**Challenge**
Reproduce each of the following rows verbatim, without any alteration.

Rows from a dataset
┄┄┄┄┄┄┄┄┄┄┄┄┄┄┄┄┄┄┄┄

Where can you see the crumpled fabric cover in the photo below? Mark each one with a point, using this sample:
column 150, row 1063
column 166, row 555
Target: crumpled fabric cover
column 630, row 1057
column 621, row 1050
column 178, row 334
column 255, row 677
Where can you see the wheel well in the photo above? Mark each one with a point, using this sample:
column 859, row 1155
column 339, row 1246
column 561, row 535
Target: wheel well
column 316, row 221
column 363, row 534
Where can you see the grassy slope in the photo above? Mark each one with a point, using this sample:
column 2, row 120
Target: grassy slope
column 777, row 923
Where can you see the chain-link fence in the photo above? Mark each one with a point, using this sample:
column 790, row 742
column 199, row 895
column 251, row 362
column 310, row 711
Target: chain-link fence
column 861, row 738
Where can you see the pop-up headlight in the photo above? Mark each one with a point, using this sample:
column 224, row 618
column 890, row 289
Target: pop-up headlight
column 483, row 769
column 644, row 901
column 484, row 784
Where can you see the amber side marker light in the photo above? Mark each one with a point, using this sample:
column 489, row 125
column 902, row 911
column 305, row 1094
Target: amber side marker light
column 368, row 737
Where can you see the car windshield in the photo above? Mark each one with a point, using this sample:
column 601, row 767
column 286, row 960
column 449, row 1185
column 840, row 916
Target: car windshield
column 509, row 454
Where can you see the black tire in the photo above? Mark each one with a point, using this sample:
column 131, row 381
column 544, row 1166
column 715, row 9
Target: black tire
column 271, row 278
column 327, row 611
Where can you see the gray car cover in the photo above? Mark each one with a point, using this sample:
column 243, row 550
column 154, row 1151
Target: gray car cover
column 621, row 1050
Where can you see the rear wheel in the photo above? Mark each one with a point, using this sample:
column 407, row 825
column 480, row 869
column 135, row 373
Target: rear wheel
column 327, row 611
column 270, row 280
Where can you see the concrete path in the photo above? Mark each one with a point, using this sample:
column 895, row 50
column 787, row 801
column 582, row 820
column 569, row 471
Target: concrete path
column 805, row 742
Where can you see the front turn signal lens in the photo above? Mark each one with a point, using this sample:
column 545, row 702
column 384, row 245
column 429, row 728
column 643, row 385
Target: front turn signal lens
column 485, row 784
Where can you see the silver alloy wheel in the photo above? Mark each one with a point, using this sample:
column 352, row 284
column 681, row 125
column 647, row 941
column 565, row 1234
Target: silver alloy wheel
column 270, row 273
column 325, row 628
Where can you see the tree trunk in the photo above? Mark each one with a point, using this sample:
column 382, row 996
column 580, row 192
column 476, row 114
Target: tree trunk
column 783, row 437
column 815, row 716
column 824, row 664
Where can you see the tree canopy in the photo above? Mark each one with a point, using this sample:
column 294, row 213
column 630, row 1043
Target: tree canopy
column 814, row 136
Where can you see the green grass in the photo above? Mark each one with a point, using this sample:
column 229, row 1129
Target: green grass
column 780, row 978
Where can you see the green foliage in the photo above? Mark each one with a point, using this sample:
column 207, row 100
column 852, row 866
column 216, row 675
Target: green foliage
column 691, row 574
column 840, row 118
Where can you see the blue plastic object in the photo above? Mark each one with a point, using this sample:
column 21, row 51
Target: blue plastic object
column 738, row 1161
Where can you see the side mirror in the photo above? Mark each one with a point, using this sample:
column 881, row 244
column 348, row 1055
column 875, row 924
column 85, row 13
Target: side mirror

┄┄┄┄┄┄┄┄┄┄┄┄┄┄┄┄┄┄┄┄

**The solution**
Where can you see the crumpled fabric cover in the photo below? Mark each one with a point, using this sample:
column 150, row 1063
column 166, row 555
Target: crumpled fabric cover
column 630, row 1057
column 621, row 1050
column 178, row 334
column 255, row 677
Where can you see the wheel well in the photo above? Mark each one with a point, using this sample:
column 859, row 1155
column 339, row 1246
column 561, row 535
Target: wheel well
column 316, row 221
column 363, row 534
Where can you see the grassy slope in the photo above? Mark each one with a point, using this sample:
column 2, row 120
Target: grassy slope
column 777, row 923
Where can you see the chain-link fence in the photo above? Mark each one with a point, using this sample:
column 790, row 742
column 199, row 895
column 251, row 362
column 310, row 711
Target: chain-link fence
column 861, row 738
Where can you see the pop-up headlight in the photo above? Mark each one with a point, using this sample:
column 224, row 618
column 890, row 289
Target: pop-up headlight
column 483, row 769
column 644, row 901
column 484, row 784
Where can you see the amber side marker light in the photo above? Mark each one with a point, using this sample:
column 489, row 125
column 902, row 911
column 305, row 1094
Target: amber side marker light
column 368, row 737
Where can you see the car windshield in the photo above? Mark each one with a point, using this sample:
column 601, row 767
column 286, row 960
column 449, row 1185
column 840, row 916
Target: car windshield
column 509, row 454
Where can you see the black tire in the photo above? Mark each one with a point, using this sample:
column 131, row 381
column 544, row 1166
column 715, row 9
Target: black tire
column 271, row 278
column 327, row 611
Where can you see the gray car cover in the photo above? Mark each one with a point, using this sample:
column 243, row 550
column 154, row 1151
Target: gray car cover
column 621, row 1050
Where can you see the rear wheel in the photo above? Mark each one with a point, using this sample:
column 407, row 825
column 480, row 869
column 135, row 373
Target: rear wheel
column 327, row 611
column 270, row 280
Where can you see the concrete path in the photo above? Mark each one with a point, using this sample:
column 895, row 50
column 787, row 801
column 582, row 820
column 569, row 471
Target: concrete path
column 805, row 742
Where can you see the front turn signal lens in the photo above? Mark each one with a point, using this sample:
column 545, row 702
column 384, row 245
column 429, row 728
column 643, row 385
Target: front turn signal lens
column 485, row 784
Where can you see the silver alloy wheel in the photo above? Mark each one with a point, using this sample:
column 352, row 284
column 681, row 125
column 647, row 941
column 565, row 1234
Target: silver alloy wheel
column 270, row 273
column 325, row 628
Where can you see the tree trunk in the photo above? Mark each one with a point, using this sample:
column 382, row 996
column 580, row 192
column 476, row 114
Target: tree trunk
column 783, row 437
column 815, row 716
column 824, row 664
Where can you see the tree canopy in the photo above? Mark each one with a point, using this sample:
column 294, row 213
column 630, row 1043
Target: tree canopy
column 814, row 136
Where can you see the green grass in the photo above? Mark each one with a point, using this sample:
column 229, row 1129
Target: green grass
column 780, row 978
Where can you see the green foliage in the photo above? Mark each one with a point, using this sample:
column 207, row 100
column 852, row 866
column 216, row 675
Target: green foliage
column 691, row 574
column 840, row 118
Where can you see the blue plastic object in the photo above? Mark each one with a point, using this sample:
column 21, row 51
Target: blue plastic object
column 738, row 1161
Where can you see the side mirror in the photo above? Mark each one with a point, using this sample:
column 881, row 244
column 348, row 1055
column 875, row 924
column 85, row 13
Target: side mirror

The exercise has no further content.